** Start PAGE **

Mr Edward Colston; Mr. F. W. Stevens; Mr. W. D. Corn; Mr. I. R. Longsworth and Messrs. Seiders & Cunningham, for plaintiff in error.

Where inconsistent or contradictory charges are given, some correct and some incorrect, error is not cured, for it is impossible to say which instruction the jury followed. Armour & Co. v Russell, 144 F. 614, 75 C.C.A. 416; Conway v. Railway Co., 50 Ia. 465; Hughley v. Wabasha, 69 Minn. 245; Barr v. State, 45 Neb. 459.

The legal presumption is that an erroneous charge produces prejudicial error. Baldwin v. Bank, 1 Ohio St. 141; Meek v. Pennsylvania Co., 38 Ohio St. 632; Jones v. Bangs, 40 Ohio St. 139; Lowe v. Lehman, 15 Ohio St. 179; Insurance Co. v. Sherlock, 25 Ohio St. 50.

This court in a number of cases has declared that all that is required of a master is that he shall use ordinary and reasonable care and diligence to furnish a reasonably safe place for his servants to work in. Railroad Co. v. Barber, 5 Ohio St. 541; Schaal v. Heck, 17 C. C., 38; Railway Co. v. Beard, Admr., 20 C. C., 681; Speller v. Brewing Co., 16 Dec., 520; 26 Cyc., 1102, 1498; Railroad Co. v. McDade, 135 U.S. 554; Railway Co. v. Barrett, 166 U.S. 617; Hough v. Railway Co., 100 U.S. 213; Railway Co. v. O'Brien, 161 U.S. 451.

** End PAGE **

-- GIVEN REQUEST A --
Quote the legal text from "The legal presumption" to "Ohio St. 50." word for word.

** Start RECORDS FOR THIS EXERCISE **

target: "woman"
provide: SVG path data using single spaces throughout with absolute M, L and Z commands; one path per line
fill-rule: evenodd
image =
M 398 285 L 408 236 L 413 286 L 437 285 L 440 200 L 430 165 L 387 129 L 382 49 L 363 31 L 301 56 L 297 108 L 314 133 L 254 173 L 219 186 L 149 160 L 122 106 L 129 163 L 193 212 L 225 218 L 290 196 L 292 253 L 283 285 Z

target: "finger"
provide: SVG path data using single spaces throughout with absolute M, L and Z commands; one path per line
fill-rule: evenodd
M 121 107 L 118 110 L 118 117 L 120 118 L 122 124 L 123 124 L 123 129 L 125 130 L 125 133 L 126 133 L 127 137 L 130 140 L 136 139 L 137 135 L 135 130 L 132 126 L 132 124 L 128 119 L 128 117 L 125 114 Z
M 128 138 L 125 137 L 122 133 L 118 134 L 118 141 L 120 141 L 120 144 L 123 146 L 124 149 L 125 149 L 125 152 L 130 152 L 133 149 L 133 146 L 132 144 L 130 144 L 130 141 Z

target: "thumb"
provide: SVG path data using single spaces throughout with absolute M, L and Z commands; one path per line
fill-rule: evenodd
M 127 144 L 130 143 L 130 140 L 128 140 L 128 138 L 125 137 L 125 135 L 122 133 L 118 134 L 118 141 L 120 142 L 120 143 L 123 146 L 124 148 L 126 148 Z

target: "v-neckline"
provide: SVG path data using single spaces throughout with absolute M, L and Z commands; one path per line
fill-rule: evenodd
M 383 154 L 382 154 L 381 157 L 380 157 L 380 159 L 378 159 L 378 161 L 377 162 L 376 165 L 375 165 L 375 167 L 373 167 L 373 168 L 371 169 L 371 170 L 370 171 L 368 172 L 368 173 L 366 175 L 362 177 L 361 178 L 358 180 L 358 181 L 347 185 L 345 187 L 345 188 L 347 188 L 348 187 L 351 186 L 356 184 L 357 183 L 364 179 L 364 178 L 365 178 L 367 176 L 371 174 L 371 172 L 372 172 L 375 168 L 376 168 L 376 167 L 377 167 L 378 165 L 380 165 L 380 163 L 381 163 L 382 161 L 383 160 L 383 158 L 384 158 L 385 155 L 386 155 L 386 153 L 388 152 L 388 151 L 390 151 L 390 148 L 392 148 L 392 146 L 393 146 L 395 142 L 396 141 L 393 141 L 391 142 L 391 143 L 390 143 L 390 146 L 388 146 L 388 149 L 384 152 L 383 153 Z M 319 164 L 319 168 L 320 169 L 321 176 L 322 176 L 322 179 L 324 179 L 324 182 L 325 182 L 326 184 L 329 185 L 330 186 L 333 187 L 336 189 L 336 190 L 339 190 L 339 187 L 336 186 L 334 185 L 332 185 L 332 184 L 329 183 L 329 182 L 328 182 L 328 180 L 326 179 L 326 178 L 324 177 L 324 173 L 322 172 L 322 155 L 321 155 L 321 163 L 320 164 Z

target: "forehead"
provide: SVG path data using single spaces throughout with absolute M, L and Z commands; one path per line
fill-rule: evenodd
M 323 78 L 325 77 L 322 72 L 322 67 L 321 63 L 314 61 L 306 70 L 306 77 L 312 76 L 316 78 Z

** End RECORDS FOR THIS EXERCISE **
** Start RECORDS FOR THIS EXERCISE **

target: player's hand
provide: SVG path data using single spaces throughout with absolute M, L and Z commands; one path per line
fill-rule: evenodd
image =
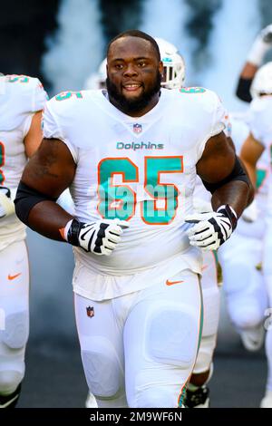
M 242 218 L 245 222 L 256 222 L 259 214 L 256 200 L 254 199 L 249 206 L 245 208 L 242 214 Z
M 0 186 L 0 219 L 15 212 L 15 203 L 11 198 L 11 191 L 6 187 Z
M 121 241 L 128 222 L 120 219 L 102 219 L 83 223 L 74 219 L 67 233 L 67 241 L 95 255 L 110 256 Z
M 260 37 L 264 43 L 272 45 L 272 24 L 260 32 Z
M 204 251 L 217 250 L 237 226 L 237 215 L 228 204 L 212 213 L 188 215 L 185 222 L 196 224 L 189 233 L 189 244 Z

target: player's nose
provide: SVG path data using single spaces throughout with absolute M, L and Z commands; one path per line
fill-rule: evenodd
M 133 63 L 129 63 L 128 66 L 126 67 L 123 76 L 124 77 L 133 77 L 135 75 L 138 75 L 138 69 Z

** End RECORDS FOR THIS EXERCISE **

-- GIVEN REQUEST B --
In the records, rewrite only the lines from the line with "target: player's nose" to the line with "M 133 63 L 129", changing "evenodd" to "nonzero" and leaving everything else unchanged.

-- FINAL ANSWER A --
The legal presumption is that an erroneous charge produces prejudicial error. Baldwin v. Bank, 1 Ohio St. 141; Meek v. Pennsylvania Co., 38 Ohio St. 632; Jones v. Bangs, 40 Ohio St. 139; Lowe v. Lehman, 15 Ohio St. 179; Insurance Co. v. Sherlock, 25 Ohio St. 50.

-- FINAL ANSWER B --
target: player's nose
provide: SVG path data using single spaces throughout with absolute M, L and Z commands; one path per line
fill-rule: nonzero
M 133 63 L 129 63 L 128 66 L 126 67 L 123 76 L 124 77 L 133 77 L 135 75 L 138 75 L 138 69 Z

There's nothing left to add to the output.